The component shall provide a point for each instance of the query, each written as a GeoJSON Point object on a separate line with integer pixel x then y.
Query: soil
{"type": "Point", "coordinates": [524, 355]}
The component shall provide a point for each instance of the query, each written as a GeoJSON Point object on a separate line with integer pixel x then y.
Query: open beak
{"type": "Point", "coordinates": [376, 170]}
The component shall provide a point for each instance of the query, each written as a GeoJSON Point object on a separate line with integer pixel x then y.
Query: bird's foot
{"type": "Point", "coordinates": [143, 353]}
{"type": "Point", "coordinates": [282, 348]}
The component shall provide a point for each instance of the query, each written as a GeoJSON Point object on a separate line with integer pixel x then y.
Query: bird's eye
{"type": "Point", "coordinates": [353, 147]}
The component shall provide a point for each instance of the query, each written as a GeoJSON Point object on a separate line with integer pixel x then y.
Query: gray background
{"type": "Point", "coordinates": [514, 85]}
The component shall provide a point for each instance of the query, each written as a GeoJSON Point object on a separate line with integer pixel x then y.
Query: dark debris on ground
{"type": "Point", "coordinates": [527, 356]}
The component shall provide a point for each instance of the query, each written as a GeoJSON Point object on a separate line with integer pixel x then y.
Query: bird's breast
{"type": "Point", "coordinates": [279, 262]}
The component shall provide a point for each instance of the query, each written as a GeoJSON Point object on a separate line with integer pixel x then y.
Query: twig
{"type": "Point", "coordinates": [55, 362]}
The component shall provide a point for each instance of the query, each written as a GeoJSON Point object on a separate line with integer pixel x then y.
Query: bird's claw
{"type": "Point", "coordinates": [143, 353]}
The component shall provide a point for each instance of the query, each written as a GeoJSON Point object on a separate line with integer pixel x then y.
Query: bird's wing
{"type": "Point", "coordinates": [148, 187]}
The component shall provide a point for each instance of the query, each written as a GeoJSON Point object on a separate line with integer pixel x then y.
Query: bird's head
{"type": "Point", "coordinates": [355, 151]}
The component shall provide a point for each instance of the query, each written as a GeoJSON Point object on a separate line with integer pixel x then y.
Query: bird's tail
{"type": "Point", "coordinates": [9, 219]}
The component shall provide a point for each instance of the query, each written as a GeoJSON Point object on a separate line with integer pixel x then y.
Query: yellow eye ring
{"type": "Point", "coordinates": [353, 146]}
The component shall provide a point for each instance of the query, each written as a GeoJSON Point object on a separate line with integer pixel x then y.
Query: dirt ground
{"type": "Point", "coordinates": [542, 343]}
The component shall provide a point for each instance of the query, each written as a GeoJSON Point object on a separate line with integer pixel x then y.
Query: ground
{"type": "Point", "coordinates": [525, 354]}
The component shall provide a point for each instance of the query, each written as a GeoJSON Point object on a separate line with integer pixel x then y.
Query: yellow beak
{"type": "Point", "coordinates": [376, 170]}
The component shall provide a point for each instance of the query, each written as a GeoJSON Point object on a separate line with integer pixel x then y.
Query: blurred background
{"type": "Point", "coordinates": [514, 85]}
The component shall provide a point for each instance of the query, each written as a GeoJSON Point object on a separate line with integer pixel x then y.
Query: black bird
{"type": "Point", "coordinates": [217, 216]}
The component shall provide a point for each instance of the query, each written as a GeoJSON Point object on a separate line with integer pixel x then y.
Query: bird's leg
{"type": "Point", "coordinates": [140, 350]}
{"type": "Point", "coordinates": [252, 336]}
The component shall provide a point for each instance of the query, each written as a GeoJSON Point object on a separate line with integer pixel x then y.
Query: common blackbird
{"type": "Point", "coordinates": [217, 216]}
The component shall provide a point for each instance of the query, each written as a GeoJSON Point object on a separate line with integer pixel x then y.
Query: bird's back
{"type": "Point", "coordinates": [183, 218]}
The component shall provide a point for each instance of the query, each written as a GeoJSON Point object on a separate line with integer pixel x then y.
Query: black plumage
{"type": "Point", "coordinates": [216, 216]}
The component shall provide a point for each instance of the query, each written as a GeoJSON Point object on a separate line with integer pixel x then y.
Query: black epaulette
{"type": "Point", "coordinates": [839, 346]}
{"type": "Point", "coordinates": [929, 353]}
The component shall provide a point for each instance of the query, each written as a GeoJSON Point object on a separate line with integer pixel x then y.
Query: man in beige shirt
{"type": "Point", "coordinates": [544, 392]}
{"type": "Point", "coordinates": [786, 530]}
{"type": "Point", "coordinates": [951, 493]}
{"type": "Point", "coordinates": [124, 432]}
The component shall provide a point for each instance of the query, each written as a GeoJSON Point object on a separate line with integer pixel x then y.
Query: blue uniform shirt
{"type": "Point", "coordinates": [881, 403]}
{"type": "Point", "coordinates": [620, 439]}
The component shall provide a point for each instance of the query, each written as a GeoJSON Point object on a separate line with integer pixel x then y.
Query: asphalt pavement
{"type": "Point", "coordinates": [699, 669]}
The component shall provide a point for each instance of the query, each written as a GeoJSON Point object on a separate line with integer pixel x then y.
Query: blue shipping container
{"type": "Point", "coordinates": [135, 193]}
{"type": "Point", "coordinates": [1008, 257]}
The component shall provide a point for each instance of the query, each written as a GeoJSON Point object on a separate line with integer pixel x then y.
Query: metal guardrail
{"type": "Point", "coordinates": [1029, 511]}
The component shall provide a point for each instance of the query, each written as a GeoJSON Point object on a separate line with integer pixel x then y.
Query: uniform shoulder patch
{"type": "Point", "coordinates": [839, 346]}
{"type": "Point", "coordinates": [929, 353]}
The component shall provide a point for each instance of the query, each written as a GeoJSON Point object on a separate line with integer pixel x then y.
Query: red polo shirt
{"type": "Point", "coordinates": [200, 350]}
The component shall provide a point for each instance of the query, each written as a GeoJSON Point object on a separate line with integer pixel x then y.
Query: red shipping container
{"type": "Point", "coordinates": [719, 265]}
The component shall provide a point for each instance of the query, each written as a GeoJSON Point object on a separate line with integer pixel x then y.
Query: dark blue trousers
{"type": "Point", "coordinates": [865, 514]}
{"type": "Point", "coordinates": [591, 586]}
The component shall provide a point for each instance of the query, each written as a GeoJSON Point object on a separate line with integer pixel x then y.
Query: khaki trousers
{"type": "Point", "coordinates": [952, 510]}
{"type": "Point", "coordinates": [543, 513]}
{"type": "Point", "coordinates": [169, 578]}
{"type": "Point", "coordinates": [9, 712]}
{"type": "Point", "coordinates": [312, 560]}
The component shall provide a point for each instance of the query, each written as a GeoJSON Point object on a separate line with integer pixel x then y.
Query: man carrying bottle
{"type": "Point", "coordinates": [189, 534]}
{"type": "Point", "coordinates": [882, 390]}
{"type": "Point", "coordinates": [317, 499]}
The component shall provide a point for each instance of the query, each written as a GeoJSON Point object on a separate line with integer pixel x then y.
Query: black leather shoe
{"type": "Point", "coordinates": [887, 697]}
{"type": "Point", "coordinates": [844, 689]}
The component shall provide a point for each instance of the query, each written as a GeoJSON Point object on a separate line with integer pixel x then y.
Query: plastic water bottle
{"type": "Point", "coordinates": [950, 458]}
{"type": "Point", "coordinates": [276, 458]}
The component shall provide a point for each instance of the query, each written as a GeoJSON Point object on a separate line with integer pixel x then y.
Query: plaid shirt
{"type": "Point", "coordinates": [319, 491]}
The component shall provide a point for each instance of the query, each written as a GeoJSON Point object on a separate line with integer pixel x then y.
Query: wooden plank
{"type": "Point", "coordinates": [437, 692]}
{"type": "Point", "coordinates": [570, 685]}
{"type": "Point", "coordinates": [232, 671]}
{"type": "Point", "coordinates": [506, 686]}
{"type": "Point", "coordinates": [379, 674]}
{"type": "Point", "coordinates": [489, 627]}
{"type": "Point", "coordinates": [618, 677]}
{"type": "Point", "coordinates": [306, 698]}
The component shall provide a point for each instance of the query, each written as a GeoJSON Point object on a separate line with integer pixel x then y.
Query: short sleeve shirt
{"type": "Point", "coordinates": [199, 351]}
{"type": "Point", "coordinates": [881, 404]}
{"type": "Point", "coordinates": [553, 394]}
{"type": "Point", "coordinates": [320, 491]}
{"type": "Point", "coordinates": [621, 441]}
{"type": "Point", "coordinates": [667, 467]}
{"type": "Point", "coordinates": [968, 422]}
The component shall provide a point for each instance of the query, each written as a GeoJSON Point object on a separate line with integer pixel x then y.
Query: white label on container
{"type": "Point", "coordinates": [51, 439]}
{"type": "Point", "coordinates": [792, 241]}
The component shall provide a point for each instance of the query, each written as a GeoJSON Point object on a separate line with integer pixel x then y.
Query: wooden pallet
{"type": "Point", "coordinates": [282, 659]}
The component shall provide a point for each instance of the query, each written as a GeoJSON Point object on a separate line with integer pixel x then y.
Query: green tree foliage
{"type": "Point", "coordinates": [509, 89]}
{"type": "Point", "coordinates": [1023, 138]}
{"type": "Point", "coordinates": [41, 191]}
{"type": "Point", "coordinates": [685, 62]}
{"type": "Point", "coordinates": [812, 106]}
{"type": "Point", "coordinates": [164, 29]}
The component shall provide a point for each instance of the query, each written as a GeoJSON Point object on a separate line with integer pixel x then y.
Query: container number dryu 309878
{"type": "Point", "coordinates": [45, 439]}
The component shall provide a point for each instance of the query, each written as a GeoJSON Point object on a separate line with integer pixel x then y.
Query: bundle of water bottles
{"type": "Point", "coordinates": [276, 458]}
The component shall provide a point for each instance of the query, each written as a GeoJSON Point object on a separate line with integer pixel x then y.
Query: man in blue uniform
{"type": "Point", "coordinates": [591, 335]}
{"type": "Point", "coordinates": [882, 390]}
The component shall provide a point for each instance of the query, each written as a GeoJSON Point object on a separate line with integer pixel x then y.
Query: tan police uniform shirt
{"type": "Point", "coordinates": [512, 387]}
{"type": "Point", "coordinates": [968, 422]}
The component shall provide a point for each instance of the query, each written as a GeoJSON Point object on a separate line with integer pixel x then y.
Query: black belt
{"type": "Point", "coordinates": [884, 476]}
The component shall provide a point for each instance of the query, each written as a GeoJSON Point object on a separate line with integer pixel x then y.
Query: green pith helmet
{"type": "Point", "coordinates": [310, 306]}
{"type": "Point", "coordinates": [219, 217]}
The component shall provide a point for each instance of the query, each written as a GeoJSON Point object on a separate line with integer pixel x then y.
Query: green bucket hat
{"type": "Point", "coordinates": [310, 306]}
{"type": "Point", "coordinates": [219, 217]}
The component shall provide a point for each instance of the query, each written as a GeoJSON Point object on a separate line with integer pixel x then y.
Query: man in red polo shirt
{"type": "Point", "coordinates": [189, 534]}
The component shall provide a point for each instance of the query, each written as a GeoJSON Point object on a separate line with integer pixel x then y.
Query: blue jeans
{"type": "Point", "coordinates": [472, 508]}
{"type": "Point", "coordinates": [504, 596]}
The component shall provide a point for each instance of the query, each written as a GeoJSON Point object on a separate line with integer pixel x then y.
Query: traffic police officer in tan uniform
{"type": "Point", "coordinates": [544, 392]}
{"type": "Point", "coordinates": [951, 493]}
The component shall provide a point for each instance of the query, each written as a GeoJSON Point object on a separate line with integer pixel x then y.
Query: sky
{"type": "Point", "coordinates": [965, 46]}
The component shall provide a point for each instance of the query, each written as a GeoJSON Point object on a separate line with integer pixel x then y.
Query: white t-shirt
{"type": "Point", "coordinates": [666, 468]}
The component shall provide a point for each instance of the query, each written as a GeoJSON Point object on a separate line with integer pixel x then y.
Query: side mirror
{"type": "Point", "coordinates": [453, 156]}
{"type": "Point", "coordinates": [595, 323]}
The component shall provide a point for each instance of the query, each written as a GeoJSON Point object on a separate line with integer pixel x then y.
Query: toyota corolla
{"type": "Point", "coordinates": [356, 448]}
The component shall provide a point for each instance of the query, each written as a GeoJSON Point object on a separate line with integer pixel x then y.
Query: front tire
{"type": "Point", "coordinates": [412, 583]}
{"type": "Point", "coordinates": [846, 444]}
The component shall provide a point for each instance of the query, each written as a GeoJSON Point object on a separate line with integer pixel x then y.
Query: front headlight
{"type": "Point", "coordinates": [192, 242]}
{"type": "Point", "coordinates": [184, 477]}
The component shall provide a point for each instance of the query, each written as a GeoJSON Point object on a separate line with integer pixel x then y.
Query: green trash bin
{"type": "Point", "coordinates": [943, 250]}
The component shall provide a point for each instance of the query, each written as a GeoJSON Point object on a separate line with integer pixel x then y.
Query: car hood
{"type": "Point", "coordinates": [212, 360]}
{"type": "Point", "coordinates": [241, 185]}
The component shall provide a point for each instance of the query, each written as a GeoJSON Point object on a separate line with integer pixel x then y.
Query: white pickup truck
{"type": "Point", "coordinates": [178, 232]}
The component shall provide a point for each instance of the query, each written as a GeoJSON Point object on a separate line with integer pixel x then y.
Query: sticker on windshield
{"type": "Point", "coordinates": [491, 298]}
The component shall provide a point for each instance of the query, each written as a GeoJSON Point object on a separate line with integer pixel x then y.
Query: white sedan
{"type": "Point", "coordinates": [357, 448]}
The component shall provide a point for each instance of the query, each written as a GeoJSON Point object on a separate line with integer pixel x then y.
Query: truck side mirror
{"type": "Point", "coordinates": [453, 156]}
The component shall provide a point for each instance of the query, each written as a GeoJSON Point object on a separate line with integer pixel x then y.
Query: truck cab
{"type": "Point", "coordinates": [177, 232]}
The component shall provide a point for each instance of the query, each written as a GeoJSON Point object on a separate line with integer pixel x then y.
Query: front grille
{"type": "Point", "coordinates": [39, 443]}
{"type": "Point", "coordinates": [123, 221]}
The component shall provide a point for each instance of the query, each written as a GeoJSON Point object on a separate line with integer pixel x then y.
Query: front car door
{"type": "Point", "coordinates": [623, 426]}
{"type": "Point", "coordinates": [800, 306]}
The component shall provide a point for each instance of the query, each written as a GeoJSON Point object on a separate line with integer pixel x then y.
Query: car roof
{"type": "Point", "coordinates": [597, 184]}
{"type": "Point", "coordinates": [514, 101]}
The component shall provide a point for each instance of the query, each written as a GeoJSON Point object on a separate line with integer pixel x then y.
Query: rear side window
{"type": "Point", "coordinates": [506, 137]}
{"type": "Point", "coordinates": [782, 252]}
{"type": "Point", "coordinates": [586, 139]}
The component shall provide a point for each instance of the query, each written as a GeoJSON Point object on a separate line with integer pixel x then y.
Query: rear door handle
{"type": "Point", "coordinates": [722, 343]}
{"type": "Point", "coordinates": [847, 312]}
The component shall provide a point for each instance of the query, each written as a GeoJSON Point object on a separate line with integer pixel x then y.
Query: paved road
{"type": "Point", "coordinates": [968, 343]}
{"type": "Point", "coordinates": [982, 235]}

····················

### EXERCISE TASK
Which lines of the rows above contain the string "white"? Pick out each one and copy it in full, treating uppercase and lowercase as different.

### CORRECT OUTPUT
Query: white label on container
Query: white t-shirt
Query: white pickup truck
Query: white sedan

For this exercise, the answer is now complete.